··· Provided text
Neuropathology and Associated Behavioral Deficits.
Depending on the extent of brain damage after prolonged SE, behavioral deficits may ensue. Increased anxiety is observed in animals that have been exposed to nerve agents (Coubard et al., 2008; Langston et al., 2012; Prager et al., 2014). Similarly, the human victims of the sarin terrorist attack in Japan report enduring symptoms of anxiety disorders, long after the exposure (Ohtani et al., 2004; Hoffman et al., 2007). The amygdala plays a central role in emotional behavior, and dysfunction with increased excitability of the BLA is associated with anxiety (Gonzalez et al., 1996; Shekhar et al., 2003; Zhou et al., 2010; Pidoplichko et al., 2014). The hippocampus is also significantly involved in the modulation of anxiety (Engin and Treit, 2007; Fournier and Duman, 2013). Both the amygdala and the hippocampus are severely damaged by nerve agent–induced SE, as shown in this study and previous studies (Shih et al., 2003; Aroniadou-Anderjaska et al., 2009; Apland et al., 2010). In the BLA, there is significant loss of GABAergic neurons by day 7 after exposure to soman (Figueiredo et al., 2011; Prager et al., 2014), and at 14 and 30 days after exposure the ratio of GABAergic interneurons to the total number of neurons in the BLA is significantly decreased (Prager et al., 2014). Reduction of inhibitory activity in the BLA, resulting from the interneuronal loss, will increase the excitability of the BLA network, which can lead to the development of anxiety.
······
**Problem to work on:** In the passage on nerve agent brain damage, what happens at 14 and 30 days after soman exposure to the ratio of GABAergic interneurons to the total number of neurons in the BLA?
··· Extracted records
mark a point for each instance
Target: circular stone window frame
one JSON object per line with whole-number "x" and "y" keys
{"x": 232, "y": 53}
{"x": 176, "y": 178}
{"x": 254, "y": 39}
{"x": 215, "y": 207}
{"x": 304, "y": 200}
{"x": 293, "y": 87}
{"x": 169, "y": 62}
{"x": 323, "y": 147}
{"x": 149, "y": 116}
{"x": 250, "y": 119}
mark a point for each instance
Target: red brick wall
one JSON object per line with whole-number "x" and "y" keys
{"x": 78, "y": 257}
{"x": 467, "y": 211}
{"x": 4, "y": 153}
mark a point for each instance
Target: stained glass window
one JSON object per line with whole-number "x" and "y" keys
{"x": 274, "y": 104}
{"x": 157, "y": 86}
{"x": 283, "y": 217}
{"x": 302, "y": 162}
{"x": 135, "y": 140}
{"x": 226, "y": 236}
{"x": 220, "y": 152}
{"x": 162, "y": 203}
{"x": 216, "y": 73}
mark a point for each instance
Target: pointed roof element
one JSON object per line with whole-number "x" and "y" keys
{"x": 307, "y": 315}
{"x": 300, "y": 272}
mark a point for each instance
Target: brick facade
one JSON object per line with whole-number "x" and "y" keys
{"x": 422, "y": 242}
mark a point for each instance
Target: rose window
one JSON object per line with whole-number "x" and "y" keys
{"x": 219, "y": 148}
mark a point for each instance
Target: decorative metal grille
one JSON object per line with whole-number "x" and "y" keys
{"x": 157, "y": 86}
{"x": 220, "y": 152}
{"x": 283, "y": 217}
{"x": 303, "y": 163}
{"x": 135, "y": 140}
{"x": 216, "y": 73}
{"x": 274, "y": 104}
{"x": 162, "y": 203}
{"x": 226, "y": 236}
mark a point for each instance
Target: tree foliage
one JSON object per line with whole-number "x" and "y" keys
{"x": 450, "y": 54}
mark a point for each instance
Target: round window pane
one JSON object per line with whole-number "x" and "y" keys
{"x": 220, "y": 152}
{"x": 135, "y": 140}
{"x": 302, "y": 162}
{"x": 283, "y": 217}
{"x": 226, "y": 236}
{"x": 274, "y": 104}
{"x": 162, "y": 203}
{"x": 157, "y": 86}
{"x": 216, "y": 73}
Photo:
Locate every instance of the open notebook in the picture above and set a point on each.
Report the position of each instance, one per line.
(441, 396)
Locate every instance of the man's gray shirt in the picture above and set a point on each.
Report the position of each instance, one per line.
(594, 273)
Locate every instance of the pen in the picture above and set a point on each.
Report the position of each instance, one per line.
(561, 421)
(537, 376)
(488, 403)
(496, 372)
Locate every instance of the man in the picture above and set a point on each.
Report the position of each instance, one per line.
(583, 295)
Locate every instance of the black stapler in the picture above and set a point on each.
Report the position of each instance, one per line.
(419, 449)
······
**Result of this task:** It is significantly decreased.